> [TASK REQUIREMENTS]: State how many lines in the material below contain the word "wooden". Reply with the number alone.

> [PROVIDED INFORMATION]:
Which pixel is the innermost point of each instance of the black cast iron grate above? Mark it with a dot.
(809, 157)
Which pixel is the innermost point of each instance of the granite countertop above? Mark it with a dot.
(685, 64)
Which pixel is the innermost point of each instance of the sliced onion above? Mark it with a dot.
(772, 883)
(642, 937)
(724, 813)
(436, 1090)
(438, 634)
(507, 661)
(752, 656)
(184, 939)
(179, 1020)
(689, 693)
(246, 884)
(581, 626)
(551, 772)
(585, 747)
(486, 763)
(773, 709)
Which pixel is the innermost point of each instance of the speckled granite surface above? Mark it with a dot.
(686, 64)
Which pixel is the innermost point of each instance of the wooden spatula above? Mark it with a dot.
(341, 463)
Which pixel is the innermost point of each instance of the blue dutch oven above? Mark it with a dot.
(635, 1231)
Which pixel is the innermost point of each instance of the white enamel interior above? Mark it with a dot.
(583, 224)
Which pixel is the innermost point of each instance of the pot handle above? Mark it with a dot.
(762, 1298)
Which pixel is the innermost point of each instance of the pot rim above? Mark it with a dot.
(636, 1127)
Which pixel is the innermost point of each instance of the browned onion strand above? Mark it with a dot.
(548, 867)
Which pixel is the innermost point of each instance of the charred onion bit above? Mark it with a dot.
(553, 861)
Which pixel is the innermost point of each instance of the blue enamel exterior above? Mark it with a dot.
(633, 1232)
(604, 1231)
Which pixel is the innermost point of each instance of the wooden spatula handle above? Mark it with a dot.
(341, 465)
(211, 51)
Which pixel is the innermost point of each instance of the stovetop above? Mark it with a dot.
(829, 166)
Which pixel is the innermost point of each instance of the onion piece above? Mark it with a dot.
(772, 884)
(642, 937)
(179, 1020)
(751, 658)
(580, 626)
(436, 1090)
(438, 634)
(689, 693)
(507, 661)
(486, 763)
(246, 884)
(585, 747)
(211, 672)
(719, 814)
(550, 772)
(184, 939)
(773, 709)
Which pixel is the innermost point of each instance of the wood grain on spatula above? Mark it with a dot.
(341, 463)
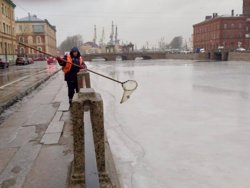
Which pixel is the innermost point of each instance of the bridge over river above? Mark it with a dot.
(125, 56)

---

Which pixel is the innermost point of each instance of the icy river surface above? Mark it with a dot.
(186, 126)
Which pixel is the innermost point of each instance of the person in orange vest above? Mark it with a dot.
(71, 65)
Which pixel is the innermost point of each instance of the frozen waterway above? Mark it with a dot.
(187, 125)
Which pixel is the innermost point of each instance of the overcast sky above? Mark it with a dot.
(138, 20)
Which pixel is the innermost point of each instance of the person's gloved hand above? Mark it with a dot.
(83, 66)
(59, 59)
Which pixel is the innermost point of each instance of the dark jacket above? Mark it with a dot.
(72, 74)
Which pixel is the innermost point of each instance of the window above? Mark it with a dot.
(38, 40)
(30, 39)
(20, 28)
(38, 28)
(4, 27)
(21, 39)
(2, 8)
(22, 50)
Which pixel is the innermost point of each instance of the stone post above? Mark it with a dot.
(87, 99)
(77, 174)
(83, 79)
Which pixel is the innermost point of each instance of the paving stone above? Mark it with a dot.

> [EXPECTED ANSWER]: 2